- Problem set -
1. In the ASUS P5Q-E overclocking thread, what is the highest temperature spearman914 says to allow while raising Vcore?
2. Write the next reply in the ASUS P5Q-E overclocking thread, following on from its last post.
═════ Text section
# ASUS P5Q-E (Need stable EASY overclock)



## Vincy Boy (Nov 6, 2008)

If you check my system specs one should conclude that I should have an easy time of overclocking. I only want a 1600MHz FSB. Now is that too much to ask? I think not.
Anyways I can set the FSB to 400 and the thing boots but I am seemingly have problems with the USB devices. My Logitecg wireless keyboard and mouse combo freezes. I am swamped with work at college and have little time to learn what all that stuff in the BIOS settings are. Can some expert please give me some pointers. What voltages do I need to increase particulary? Thanks for the info.

Vincy Boy


----------



## spearman914 (Nov 6, 2008)

Increase FSB voltage by 0.005 and Vcore to until it is stable but keep an eye on temps , no higher then 70C and ram divider to 1:1 or 4:5 or 4:6 (4:6 for 1066 MHz RAM)


----------



## mlee49 (Nov 6, 2008)

What voltage do you run?  I'm at 1.4Vcore with 433*8 for 3.4Ghz(1600FSB) on my e8200.  I've set the FSB strap to 400 MHz and run it at a dropped rate.  Some peeps say to set the FSB strap to 333 for a 1:1 ratio, but I cant replicate this.

You should be able to run 3.8GHz easy with a minimal Vcore bump.  Whats your ram's voltage @?


----------



## Urbklr (Nov 6, 2008)

Hmmm, thats odd. Mine will do 400MHz at stock voltage. Try bumping the FSB Term and NB voltages a bit.


----------



## spearman914 (Nov 6, 2008)

The thing about the freezing mouse and keyboard it may be a bad usb port. Plug it in another port and reinstall the drivers for it.


----------



## Vincy Boy (Nov 6, 2008)

further info: I got some abominable action going on with my ram, I added 2 1 gig sticks of supertalent PC6400 ram (I know some kind of sick bestiality there) so I am limited by those but I want the 4 gigs. That's why I am not pushing for more than 1600MHz. Wanna keep that ratio 1:1.
══════════
═════ Data excerpts
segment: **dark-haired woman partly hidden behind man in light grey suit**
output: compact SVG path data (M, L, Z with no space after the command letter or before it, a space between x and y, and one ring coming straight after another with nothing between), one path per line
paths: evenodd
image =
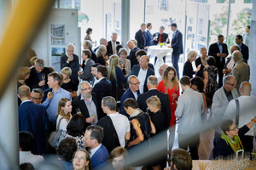
M204 81L203 79L201 79L201 77L194 77L191 79L191 88L193 90L195 90L196 92L201 93L202 97L203 97L203 101L204 101L204 108L205 108L205 117L202 119L204 120L205 118L207 118L207 95L206 93L203 91L204 90Z

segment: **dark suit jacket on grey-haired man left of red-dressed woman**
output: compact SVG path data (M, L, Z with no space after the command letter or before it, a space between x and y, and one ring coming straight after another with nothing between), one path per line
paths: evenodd
M171 108L170 108L170 102L169 102L169 96L168 94L161 93L157 89L151 89L148 92L144 94L140 94L137 97L137 105L138 107L146 112L148 106L146 104L146 100L150 98L151 96L156 95L160 99L161 103L161 111L165 114L165 127L169 127L170 121L171 121Z

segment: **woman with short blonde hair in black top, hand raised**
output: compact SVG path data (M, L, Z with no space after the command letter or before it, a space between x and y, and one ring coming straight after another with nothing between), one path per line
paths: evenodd
M189 78L193 78L193 75L200 71L201 65L197 66L196 71L193 71L192 62L195 61L197 53L195 51L190 51L188 54L188 60L185 62L183 66L183 76L188 76Z

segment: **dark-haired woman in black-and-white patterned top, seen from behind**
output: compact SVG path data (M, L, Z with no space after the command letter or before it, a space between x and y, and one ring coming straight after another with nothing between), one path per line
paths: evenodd
M78 150L85 149L83 137L85 132L84 116L81 114L73 115L72 119L67 125L67 131L62 131L59 142L66 138L72 138L76 140Z

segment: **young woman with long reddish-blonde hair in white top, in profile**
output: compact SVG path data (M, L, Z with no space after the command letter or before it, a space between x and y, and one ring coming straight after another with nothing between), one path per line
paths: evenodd
M58 105L58 113L56 114L56 129L67 131L67 124L71 119L72 105L70 99L61 98Z

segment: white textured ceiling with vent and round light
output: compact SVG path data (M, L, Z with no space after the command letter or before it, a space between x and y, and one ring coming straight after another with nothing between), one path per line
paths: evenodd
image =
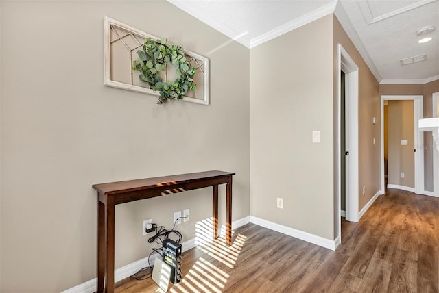
M248 48L334 13L381 84L439 79L439 0L167 1ZM433 40L418 44L431 26Z

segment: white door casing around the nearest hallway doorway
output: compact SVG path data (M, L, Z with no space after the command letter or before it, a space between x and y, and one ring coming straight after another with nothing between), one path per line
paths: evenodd
M347 140L346 146L348 146L349 157L346 160L346 220L351 222L358 222L359 220L359 208L358 208L358 184L359 184L359 153L358 153L358 66L354 60L343 48L342 44L337 44L337 176L336 181L338 207L335 216L338 220L338 231L341 243L341 231L342 231L342 218L341 218L341 158L342 153L340 144L341 133L341 71L344 71L345 76L345 100L346 100L346 124L349 125L346 133Z

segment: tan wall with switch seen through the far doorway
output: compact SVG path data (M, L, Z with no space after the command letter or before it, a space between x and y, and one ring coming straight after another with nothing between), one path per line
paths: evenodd
M401 140L408 145L401 145ZM388 101L389 184L414 188L414 148L413 101Z

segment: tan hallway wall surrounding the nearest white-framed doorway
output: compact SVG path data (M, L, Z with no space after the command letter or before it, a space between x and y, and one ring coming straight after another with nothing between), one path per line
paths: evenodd
M337 62L336 52L337 44L342 44L359 68L359 97L358 97L358 119L359 119L359 211L379 192L379 166L380 166L380 98L379 84L377 79L372 75L366 62L355 48L353 42L348 38L342 25L334 16L334 62ZM337 66L334 65L334 88L337 86ZM336 92L334 92L334 101L336 101ZM335 107L334 107L335 108ZM334 115L336 118L337 115ZM373 117L377 118L377 123L372 123ZM336 127L334 127L336 128ZM375 145L373 139L375 138ZM337 138L338 139L338 138ZM336 157L337 154L334 155ZM365 186L365 194L363 194ZM336 192L334 195L336 196ZM335 205L335 208L337 205Z

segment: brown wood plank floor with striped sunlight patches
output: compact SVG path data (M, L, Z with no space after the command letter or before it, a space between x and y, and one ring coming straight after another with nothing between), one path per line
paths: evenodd
M248 224L234 244L184 253L169 292L438 292L439 199L388 189L358 223L342 222L337 251ZM161 292L125 279L116 292Z

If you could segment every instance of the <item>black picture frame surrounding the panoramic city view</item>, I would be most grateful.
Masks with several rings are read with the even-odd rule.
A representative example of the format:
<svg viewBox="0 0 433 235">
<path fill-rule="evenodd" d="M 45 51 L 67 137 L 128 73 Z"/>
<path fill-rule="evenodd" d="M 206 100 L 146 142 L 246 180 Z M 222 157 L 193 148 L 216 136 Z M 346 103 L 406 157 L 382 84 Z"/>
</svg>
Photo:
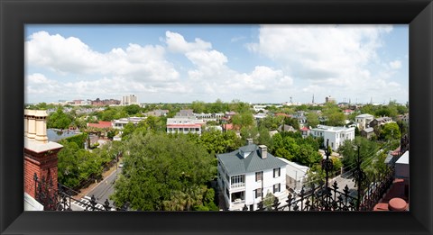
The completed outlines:
<svg viewBox="0 0 433 235">
<path fill-rule="evenodd" d="M 0 0 L 0 233 L 432 234 L 431 0 Z M 406 23 L 410 212 L 23 212 L 25 23 Z"/>
</svg>

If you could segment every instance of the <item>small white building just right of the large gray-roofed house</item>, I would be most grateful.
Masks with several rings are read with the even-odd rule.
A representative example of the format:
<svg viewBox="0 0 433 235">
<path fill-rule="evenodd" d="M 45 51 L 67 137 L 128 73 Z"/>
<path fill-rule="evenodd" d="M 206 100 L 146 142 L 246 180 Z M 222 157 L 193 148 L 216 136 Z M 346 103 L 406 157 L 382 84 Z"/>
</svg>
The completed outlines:
<svg viewBox="0 0 433 235">
<path fill-rule="evenodd" d="M 287 163 L 286 166 L 286 185 L 294 192 L 299 193 L 307 180 L 307 171 L 309 167 L 299 165 L 285 158 L 280 158 Z"/>
</svg>

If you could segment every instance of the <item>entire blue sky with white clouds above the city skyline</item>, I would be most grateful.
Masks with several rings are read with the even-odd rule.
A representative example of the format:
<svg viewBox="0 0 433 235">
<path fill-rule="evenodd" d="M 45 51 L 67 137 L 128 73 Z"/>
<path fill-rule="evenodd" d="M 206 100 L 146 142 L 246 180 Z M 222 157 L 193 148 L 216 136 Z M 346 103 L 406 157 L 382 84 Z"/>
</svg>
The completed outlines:
<svg viewBox="0 0 433 235">
<path fill-rule="evenodd" d="M 25 102 L 409 100 L 407 25 L 25 26 Z"/>
</svg>

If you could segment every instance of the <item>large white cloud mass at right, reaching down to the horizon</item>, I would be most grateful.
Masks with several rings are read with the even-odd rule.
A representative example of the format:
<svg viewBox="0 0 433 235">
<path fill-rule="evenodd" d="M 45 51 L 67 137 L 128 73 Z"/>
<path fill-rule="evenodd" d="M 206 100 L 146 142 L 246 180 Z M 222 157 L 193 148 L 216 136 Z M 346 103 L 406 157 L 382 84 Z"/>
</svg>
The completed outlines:
<svg viewBox="0 0 433 235">
<path fill-rule="evenodd" d="M 390 32 L 389 25 L 262 25 L 258 42 L 245 47 L 296 79 L 299 89 L 293 95 L 298 97 L 316 94 L 322 102 L 326 95 L 338 95 L 339 102 L 350 96 L 355 101 L 372 90 L 375 94 L 370 95 L 377 97 L 380 89 L 390 87 L 395 97 L 407 94 L 390 80 L 401 61 L 382 65 L 378 55 L 383 36 Z"/>
</svg>

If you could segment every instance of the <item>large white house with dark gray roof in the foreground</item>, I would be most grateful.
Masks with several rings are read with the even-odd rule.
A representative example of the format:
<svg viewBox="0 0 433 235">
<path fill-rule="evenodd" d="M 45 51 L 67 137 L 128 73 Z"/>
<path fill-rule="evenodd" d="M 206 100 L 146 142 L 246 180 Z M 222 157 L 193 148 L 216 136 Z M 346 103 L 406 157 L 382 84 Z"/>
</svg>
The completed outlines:
<svg viewBox="0 0 433 235">
<path fill-rule="evenodd" d="M 275 158 L 265 145 L 248 144 L 230 153 L 217 154 L 218 186 L 229 211 L 255 211 L 266 194 L 287 200 L 287 163 Z"/>
</svg>

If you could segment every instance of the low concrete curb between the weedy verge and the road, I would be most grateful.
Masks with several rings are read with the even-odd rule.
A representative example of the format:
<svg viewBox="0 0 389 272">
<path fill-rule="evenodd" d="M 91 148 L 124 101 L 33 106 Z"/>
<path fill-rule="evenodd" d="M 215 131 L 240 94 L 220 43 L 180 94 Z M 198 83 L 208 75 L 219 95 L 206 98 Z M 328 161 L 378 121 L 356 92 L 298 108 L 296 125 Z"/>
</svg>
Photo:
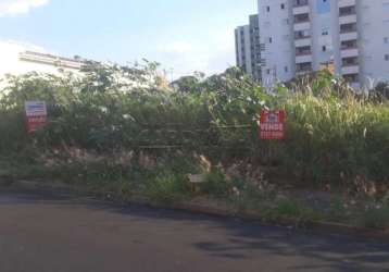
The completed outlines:
<svg viewBox="0 0 389 272">
<path fill-rule="evenodd" d="M 47 184 L 47 183 L 26 182 L 26 181 L 13 182 L 12 184 L 5 184 L 5 185 L 0 183 L 0 189 L 1 188 L 26 190 L 26 191 L 45 190 L 51 193 L 70 193 L 70 194 L 75 191 L 74 188 L 72 188 L 68 185 Z M 389 230 L 382 231 L 382 230 L 375 230 L 375 228 L 356 227 L 356 226 L 350 226 L 346 224 L 331 223 L 331 222 L 303 221 L 293 218 L 278 218 L 276 220 L 269 221 L 269 220 L 264 220 L 264 218 L 261 217 L 261 214 L 255 211 L 237 212 L 227 209 L 206 207 L 206 206 L 195 205 L 189 202 L 166 205 L 166 203 L 150 201 L 149 199 L 142 196 L 134 196 L 130 200 L 126 202 L 154 208 L 154 209 L 168 209 L 168 210 L 185 211 L 191 213 L 200 213 L 204 215 L 212 215 L 218 218 L 236 218 L 247 221 L 256 221 L 263 225 L 287 226 L 297 230 L 305 230 L 317 234 L 343 235 L 349 237 L 355 237 L 357 239 L 374 239 L 381 243 L 389 243 Z"/>
</svg>

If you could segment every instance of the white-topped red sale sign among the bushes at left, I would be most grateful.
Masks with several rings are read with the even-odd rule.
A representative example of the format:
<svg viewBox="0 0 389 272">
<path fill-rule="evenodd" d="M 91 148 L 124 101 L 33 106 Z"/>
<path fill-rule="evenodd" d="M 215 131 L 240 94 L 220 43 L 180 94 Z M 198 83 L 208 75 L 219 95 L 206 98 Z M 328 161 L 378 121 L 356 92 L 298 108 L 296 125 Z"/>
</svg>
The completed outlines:
<svg viewBox="0 0 389 272">
<path fill-rule="evenodd" d="M 45 101 L 26 101 L 27 132 L 33 133 L 47 123 L 47 107 Z"/>
</svg>

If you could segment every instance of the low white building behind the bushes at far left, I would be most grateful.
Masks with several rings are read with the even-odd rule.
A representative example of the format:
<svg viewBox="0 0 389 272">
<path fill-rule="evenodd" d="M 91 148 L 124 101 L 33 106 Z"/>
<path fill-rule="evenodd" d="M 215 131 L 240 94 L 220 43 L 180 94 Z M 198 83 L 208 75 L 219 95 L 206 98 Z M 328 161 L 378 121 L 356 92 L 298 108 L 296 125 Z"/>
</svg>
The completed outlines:
<svg viewBox="0 0 389 272">
<path fill-rule="evenodd" d="M 60 69 L 78 72 L 83 64 L 81 60 L 49 54 L 28 45 L 0 41 L 0 77 L 28 72 L 59 74 Z"/>
</svg>

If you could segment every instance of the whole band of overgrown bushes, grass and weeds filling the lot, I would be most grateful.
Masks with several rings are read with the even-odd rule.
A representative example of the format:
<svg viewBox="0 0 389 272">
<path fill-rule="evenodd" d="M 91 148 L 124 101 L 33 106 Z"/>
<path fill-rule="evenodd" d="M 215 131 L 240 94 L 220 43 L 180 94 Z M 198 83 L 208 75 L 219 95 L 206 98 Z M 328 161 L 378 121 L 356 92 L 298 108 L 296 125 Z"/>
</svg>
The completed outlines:
<svg viewBox="0 0 389 272">
<path fill-rule="evenodd" d="M 378 202 L 387 194 L 385 85 L 355 95 L 341 79 L 319 72 L 268 91 L 238 69 L 168 85 L 150 62 L 89 63 L 84 72 L 85 77 L 8 78 L 0 96 L 0 177 L 55 177 L 97 193 L 172 202 L 192 195 L 188 174 L 204 174 L 202 194 L 229 199 L 238 209 L 262 209 L 269 218 L 342 214 L 340 208 L 323 214 L 299 201 L 276 200 L 272 176 L 267 173 L 265 182 L 266 173 L 255 174 L 264 164 L 276 168 L 276 180 L 289 186 L 337 188 Z M 30 135 L 26 100 L 45 100 L 49 111 L 48 125 Z M 258 138 L 261 109 L 286 110 L 285 140 Z M 241 161 L 244 170 L 228 172 Z M 267 206 L 272 199 L 275 205 Z M 364 224 L 386 224 L 375 220 L 382 209 L 367 209 Z"/>
</svg>

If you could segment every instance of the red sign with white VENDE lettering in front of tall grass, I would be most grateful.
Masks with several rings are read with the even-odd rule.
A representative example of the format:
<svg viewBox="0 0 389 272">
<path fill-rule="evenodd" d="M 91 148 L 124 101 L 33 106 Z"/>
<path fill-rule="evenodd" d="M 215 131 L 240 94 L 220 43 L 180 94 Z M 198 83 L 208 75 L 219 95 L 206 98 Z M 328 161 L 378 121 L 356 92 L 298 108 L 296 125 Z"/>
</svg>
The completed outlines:
<svg viewBox="0 0 389 272">
<path fill-rule="evenodd" d="M 260 122 L 260 138 L 284 139 L 285 116 L 285 111 L 262 111 Z"/>
</svg>

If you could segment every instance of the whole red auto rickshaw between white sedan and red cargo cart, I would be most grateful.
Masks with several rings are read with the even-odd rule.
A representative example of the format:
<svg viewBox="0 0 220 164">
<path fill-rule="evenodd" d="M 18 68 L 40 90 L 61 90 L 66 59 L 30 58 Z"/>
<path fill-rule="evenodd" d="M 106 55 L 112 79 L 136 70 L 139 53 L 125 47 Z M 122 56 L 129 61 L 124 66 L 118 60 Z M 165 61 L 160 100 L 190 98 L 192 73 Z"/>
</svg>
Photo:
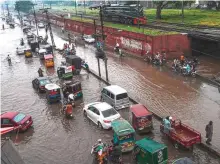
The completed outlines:
<svg viewBox="0 0 220 164">
<path fill-rule="evenodd" d="M 132 126 L 139 133 L 148 133 L 153 129 L 152 113 L 142 104 L 132 105 Z"/>
</svg>

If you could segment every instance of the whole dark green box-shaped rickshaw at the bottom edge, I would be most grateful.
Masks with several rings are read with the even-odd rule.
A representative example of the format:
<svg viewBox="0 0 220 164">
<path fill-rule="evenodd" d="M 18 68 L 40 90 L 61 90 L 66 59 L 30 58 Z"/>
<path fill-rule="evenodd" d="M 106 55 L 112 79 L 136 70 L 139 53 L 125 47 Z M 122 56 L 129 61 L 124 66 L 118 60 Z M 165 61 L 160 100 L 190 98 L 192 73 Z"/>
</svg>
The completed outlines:
<svg viewBox="0 0 220 164">
<path fill-rule="evenodd" d="M 167 164 L 167 146 L 149 138 L 136 141 L 133 150 L 133 159 L 137 164 Z"/>
</svg>

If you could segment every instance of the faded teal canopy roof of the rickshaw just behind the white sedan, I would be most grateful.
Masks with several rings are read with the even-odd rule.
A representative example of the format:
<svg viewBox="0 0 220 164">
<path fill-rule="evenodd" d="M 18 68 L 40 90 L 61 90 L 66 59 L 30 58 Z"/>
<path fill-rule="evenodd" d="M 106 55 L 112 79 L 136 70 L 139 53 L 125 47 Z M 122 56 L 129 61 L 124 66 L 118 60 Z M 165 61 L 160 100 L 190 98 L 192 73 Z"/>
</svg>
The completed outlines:
<svg viewBox="0 0 220 164">
<path fill-rule="evenodd" d="M 130 123 L 124 119 L 112 121 L 111 125 L 117 136 L 124 136 L 127 134 L 135 133 L 135 130 L 130 125 Z"/>
</svg>

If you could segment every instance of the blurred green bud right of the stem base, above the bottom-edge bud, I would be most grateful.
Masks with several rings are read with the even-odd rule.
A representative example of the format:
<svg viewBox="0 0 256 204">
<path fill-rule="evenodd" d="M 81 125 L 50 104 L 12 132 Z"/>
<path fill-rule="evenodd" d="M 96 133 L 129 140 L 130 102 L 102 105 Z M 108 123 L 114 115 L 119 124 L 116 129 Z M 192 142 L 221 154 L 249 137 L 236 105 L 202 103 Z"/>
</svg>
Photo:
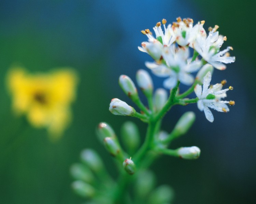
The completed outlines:
<svg viewBox="0 0 256 204">
<path fill-rule="evenodd" d="M 152 171 L 144 170 L 138 172 L 138 179 L 134 186 L 134 192 L 141 198 L 148 197 L 156 184 L 156 177 Z"/>
</svg>

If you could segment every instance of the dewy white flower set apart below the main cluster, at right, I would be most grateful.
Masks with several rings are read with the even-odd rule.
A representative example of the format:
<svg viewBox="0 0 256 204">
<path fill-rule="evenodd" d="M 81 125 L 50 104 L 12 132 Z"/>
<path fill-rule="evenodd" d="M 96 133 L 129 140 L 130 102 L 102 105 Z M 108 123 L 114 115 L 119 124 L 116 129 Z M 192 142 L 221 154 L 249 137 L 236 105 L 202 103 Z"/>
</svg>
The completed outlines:
<svg viewBox="0 0 256 204">
<path fill-rule="evenodd" d="M 228 88 L 222 90 L 222 84 L 215 84 L 208 88 L 211 78 L 211 72 L 208 72 L 203 78 L 203 90 L 202 86 L 199 84 L 196 85 L 194 90 L 199 99 L 197 102 L 198 109 L 200 111 L 204 111 L 207 120 L 213 122 L 214 118 L 209 107 L 215 109 L 216 111 L 228 112 L 229 108 L 226 103 L 230 102 L 220 100 L 221 98 L 225 98 L 227 96 L 226 92 L 229 90 Z"/>
</svg>

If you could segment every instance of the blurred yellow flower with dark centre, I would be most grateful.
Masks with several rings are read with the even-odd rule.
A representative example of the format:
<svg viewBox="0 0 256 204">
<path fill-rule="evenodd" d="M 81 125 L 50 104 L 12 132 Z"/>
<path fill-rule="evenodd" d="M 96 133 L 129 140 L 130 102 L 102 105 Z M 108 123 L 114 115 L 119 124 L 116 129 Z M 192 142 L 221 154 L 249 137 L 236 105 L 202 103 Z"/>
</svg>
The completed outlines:
<svg viewBox="0 0 256 204">
<path fill-rule="evenodd" d="M 7 83 L 16 114 L 26 114 L 36 128 L 47 128 L 52 139 L 62 136 L 71 121 L 70 103 L 75 100 L 74 70 L 61 68 L 51 73 L 29 74 L 16 67 L 9 72 Z"/>
</svg>

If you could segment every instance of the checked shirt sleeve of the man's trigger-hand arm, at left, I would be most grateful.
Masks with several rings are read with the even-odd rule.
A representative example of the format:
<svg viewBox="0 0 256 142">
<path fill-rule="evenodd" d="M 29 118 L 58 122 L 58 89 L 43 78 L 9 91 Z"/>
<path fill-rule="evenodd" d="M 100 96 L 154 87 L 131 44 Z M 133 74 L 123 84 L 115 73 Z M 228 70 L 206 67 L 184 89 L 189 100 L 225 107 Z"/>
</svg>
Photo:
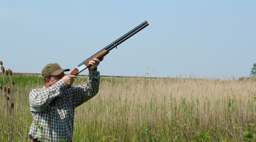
══════════
- List of answers -
1. No higher than 70C.

2.
----------



## Urbklr (Nov 6, 2008)

Wait, are you trying to run your RAM at 1600MHz or 1:1 ratio?


----------



## Vincy Boy (Nov 6, 2008)

spearman914  	The thing about the freezing mouse and keyboard it may be a bad usb port. Plug it in another port and reinstall the drivers for it. 

well then all the USB ports are bad then. That cannot be it cause I have had the same problem with different OS installs and different USB ports. Maybe I got a "bad" board perhaps. As is said when overclocking your "mileage may vary". I do think/hope that some more voltz is what I need.


----------



## Vincy Boy (Nov 6, 2008)

Urbklr said:


> Wait, are you trying to run your RAM at 1600MHz or 1:1 ratio?



1:1

1600MHZ FSB and 800MHz DDR2. That is 1:1, right? (FSB 400MHz quad-pumped, Memory speed 400MHz x2)


----------



## spearman914 (Nov 6, 2008)

Vincy Boy said:


> spearman914  	The thing about the freezing mouse and keyboard it may be a bad usb port. Plug it in another port and reinstall the drivers for it.
> 
> well then all the USB ports are bad then. That cannot be it cause I have had the same problem with different OS installs and different USB ports. Maybe I got a "bad" board perhaps. As is said when overclocking your "mileage may vary". I do think/hope that some more voltz is what I need.



If it occurs in every system then somehow the OC interfered with the mouse and keyboard and made it bad. Weird... 


Urbklr said:


> Wait, are you trying to run your RAM at 1600MHz or 1:1 ratio?



1.6 GHz is nearly impossible for DDR2. He said he's gonna run 1:1


----------



## Urbklr (Nov 6, 2008)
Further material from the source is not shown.